> [TASK STATEMENT] Please print every record below exactly as it appears, but leave out the pictures.

> [Saved entries]
-=-=-

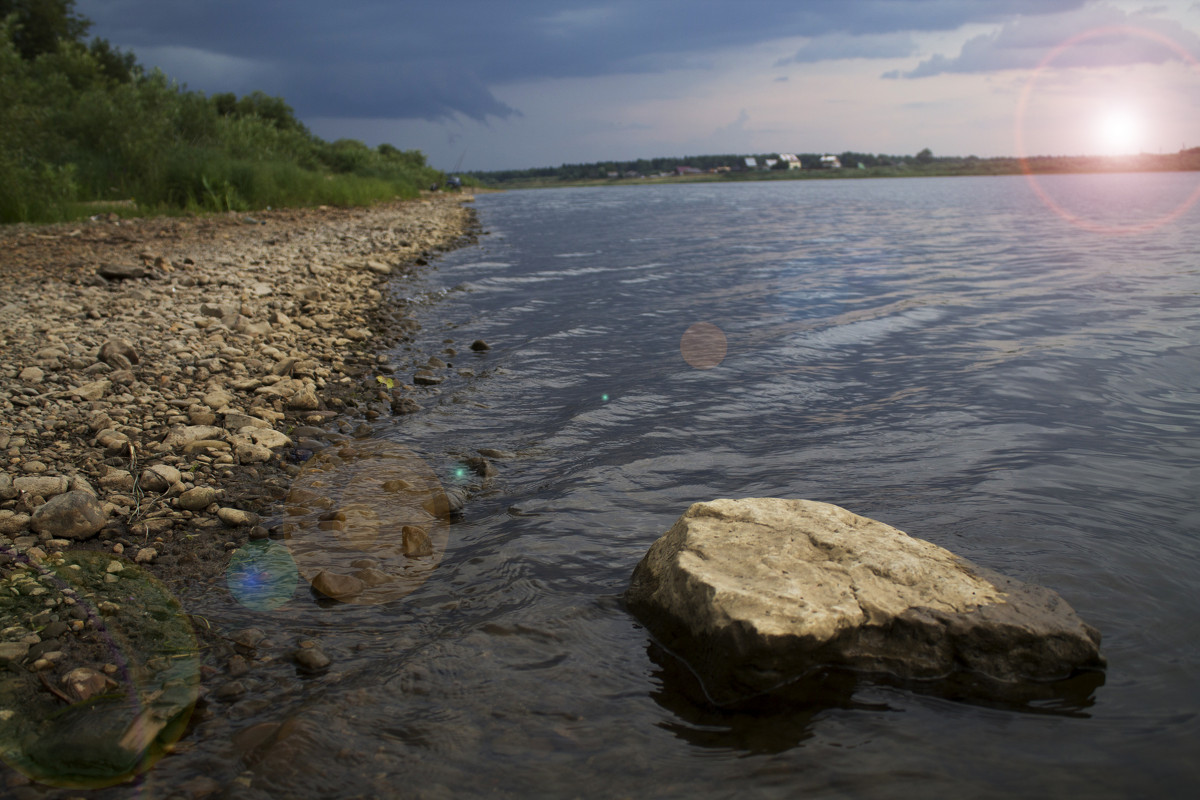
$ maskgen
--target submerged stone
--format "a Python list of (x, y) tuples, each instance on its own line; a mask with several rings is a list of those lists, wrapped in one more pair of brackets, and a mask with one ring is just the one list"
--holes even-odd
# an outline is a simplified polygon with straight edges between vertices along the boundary
[(696, 503), (626, 600), (719, 702), (833, 667), (1002, 683), (1100, 668), (1100, 634), (1057, 594), (827, 503)]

-=-=-

> [WRITTEN ANSWER]
$ maskgen
--target submerged stone
--format "a Python list of (x, y) tuples, each instance on its own line; a mask with several rings is a list of those lists, wrapped in one more pair of brackets, and a mask with one ring is just the one list"
--holes even-odd
# an outline is a simplified polygon with straight edges between vertices along the boundary
[(696, 503), (626, 600), (719, 702), (833, 667), (1002, 683), (1100, 668), (1100, 634), (1057, 594), (827, 503)]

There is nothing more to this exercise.